Agreed, all my scripts do that. -V is the short form I expect for --version. Cheers, Nick. -- Nick Coghlan | ncoghlan@gmail.com | Brisbane, Australia ---------------------------------------------------------------
Steven Bethard <steven.bethard <at> gmail.com> writes:
Please read the PEP if you haven't, particularly the "Why isn't the functionality just being added to optparse?" section. I don't believe it is sensible to re-implement all of optparse. What Ian Bicking is proposing, I believe, is simpler -- adding a few aliases here and there so that you don't have to rename so many things when you're upgrading from optparse to argparse.
Although I am of the people who think working modules shouldn't be deprecated, I also don't think adding compatibility aliases is a good idea. They only make the APIs more bloated and maintenance more tedious. Let's keep the new APIs clean of any unnecessary baggage. Regards Antoine.
--- --- ---
▶ _WHAT IS ASKED_
- A) In the argparse discussion, condense the paragraph beginning "Although I am of the people" into a shorter version that keeps its main points.
- B) List every person named in the argparse discussion.

▶ _PROVIDED INFORMATION_
--- --- ---
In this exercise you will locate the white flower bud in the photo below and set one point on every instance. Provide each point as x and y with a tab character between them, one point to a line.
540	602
--- --- ---
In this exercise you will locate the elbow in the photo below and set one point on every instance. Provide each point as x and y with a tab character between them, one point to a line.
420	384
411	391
--- --- ---
▶ _RESULTS OF THE TASKS_
- A) The writer thinks working modules shouldn't be deprecated, but also opposes adding compatibility aliases, because they bloat the APIs and make maintenance more tedious. New APIs should stay free of unnecessary baggage.

- B)
Nick Coghlan
Steven Bethard
Ian Bicking
Antoine